Written problem:
Write out each of the rows below word for word, leaving nothing out and changing nothing.

==============================

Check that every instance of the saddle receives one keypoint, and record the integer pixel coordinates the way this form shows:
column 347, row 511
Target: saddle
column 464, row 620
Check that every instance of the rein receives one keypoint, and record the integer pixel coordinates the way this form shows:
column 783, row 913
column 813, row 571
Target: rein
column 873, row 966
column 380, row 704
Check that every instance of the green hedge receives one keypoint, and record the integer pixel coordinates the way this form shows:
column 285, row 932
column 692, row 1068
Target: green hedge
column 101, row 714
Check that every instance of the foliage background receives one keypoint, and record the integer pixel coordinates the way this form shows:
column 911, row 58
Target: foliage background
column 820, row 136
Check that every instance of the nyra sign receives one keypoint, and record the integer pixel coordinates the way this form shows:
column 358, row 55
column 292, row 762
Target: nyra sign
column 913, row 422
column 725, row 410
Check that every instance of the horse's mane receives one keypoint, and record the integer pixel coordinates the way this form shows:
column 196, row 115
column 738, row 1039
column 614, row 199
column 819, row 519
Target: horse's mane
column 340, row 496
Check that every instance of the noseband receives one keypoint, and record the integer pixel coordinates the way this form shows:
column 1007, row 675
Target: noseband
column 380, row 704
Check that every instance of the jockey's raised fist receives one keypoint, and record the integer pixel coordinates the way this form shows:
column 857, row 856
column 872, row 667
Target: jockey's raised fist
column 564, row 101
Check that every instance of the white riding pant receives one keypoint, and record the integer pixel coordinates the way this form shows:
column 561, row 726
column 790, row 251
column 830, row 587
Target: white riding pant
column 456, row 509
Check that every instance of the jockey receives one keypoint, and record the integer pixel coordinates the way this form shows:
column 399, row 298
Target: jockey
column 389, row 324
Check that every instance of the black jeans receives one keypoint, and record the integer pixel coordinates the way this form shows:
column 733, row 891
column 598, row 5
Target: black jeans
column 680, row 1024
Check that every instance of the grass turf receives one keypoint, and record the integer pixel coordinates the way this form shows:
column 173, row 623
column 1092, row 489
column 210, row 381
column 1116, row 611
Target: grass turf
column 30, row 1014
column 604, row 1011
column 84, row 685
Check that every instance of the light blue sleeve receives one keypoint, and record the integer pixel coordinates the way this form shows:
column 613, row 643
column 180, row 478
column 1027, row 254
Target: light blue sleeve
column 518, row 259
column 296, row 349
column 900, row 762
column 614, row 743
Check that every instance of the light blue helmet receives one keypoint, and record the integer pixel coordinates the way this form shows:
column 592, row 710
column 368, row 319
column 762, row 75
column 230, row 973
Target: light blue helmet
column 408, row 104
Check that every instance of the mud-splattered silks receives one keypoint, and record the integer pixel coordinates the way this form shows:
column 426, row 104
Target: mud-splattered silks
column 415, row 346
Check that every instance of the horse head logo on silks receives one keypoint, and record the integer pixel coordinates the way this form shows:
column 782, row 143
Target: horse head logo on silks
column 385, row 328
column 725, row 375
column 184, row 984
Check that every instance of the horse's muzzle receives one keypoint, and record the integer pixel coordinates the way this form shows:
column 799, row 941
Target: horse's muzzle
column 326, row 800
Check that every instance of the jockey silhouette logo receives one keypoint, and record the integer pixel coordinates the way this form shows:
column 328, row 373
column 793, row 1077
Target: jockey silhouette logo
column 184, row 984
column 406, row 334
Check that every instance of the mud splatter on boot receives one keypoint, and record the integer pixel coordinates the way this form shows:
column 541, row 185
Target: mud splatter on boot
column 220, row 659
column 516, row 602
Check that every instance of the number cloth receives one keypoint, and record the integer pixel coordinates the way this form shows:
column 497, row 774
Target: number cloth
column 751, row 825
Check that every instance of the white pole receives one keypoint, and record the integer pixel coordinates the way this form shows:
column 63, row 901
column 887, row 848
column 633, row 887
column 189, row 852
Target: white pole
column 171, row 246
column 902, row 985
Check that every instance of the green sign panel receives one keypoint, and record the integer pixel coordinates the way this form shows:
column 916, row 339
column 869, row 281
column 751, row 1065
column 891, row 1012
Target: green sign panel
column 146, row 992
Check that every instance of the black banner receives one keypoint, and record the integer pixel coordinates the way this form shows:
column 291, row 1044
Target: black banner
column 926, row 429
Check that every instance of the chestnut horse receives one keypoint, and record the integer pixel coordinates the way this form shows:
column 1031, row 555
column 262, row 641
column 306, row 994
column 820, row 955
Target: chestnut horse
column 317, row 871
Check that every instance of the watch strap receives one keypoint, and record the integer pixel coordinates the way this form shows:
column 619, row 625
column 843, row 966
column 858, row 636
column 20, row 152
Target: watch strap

==============================

Answer to this exercise:
Check that every instance of the saddle receives one keypoint, and record the integer pixel coordinates the way this form shows:
column 347, row 511
Target: saddle
column 464, row 620
Check that every instance of the rein receives one keypoint, and record the integer pixel coordinates the way this form shows:
column 783, row 913
column 813, row 571
Target: rein
column 873, row 966
column 380, row 704
Check that every instance of the green hedge receives one keypoint, and record the integer pixel coordinates the way this form shows:
column 285, row 932
column 692, row 1068
Target: green hedge
column 101, row 714
Check that every instance of the foliage background receives one keypoint, and record the integer pixel coordinates the way this form shows:
column 911, row 58
Target: foliage background
column 820, row 136
Check that every instance of the nyra sign receives one keypoint, and record the integer pixel coordinates the way this form shows:
column 358, row 55
column 292, row 762
Target: nyra sign
column 913, row 422
column 725, row 410
Check that every instance of the horse's mane receives one keypoint, and record the integer pixel coordinates the way this form shows:
column 196, row 115
column 738, row 1039
column 614, row 199
column 819, row 519
Target: horse's mane
column 340, row 496
Check that every instance of the noseband receives one keypoint, and record the integer pixel coordinates the way this form shows:
column 1007, row 675
Target: noseband
column 380, row 704
Check that every instance of the jockey's raised fist receives one keypoint, and record the integer pixel coordinates the way this form shows:
column 857, row 856
column 872, row 667
Target: jockey's raised fist
column 564, row 101
Check that every instance of the white riding pant receives one keypoint, and record the integer pixel coordinates the way this form shows:
column 561, row 726
column 790, row 251
column 830, row 587
Target: white riding pant
column 456, row 509
Check that every instance of the jockey receives one keypoint, and record the integer pixel coordinates the way this form shows:
column 399, row 298
Target: jockey
column 389, row 324
Check that every instance of the black jeans receives one keypoint, and record the integer pixel coordinates the way this form shows:
column 733, row 891
column 598, row 5
Target: black jeans
column 680, row 1024
Check that every instance of the grass turf receives one keypoint, and record the integer pixel coordinates the way this form shows:
column 173, row 623
column 1092, row 489
column 210, row 381
column 1116, row 611
Target: grass turf
column 30, row 1014
column 604, row 1011
column 84, row 685
Check that every instance of the light blue sleeve receives one keypoint, and record the integer pixel coordinates the way this form shows:
column 613, row 643
column 180, row 478
column 1027, row 254
Target: light blue sleeve
column 518, row 259
column 296, row 349
column 900, row 762
column 614, row 743
Check that every instance of the light blue helmet receives one keypoint, and record the integer pixel coordinates the way this form shows:
column 592, row 710
column 368, row 319
column 762, row 75
column 230, row 973
Target: light blue helmet
column 408, row 104
Check that every instance of the mud-splattered silks receives one keypoint, and record the integer pixel coordinates the way this form shows:
column 426, row 104
Target: mud-splattered silks
column 415, row 346
Check that every instance of the horse head logo on silks receives one keypoint, and record the integer pixel coordinates the way this form shows:
column 782, row 143
Target: horse head logo on silks
column 385, row 328
column 725, row 375
column 184, row 984
Check that every instance of the horse's muzzle receives one keypoint, and record the integer pixel coordinates the way this form shows:
column 799, row 941
Target: horse's muzzle
column 326, row 800
Check that every instance of the jockey silhouette logo receives one keypoint, and record the integer pixel coordinates the way this form shows:
column 328, row 373
column 793, row 1077
Target: jockey silhouette logo
column 184, row 984
column 406, row 334
Check that every instance of the mud splatter on boot receives one keypoint, and record the integer pixel coordinates the way this form shows:
column 541, row 185
Target: mud splatter on boot
column 220, row 659
column 516, row 602
Check that every instance of the number cloth receives one keypoint, and record the integer pixel coordinates the way this form shows:
column 497, row 774
Target: number cloth
column 751, row 825
Check that every instance of the white pole receives one keypoint, and record the integer pixel coordinates the way this form shows:
column 63, row 901
column 887, row 848
column 633, row 887
column 189, row 852
Target: white pole
column 171, row 246
column 902, row 985
Check that every instance of the green sign panel receives one keypoint, and record the integer pixel coordinates the way this form shows:
column 916, row 339
column 869, row 281
column 751, row 1065
column 891, row 1012
Target: green sign panel
column 146, row 992
Check that every instance of the black banner receives one keypoint, and record the integer pixel coordinates the way this form shows:
column 291, row 1044
Target: black banner
column 926, row 429
Check that every instance of the chestnut horse receives one keypoint, and record the integer pixel coordinates the way this form shows:
column 1031, row 555
column 262, row 641
column 306, row 994
column 820, row 955
Target: chestnut horse
column 317, row 871
Check that every instance of the watch strap receives one keypoint, and record the integer pixel coordinates the way this form shows:
column 619, row 625
column 843, row 966
column 858, row 636
column 20, row 152
Target: watch strap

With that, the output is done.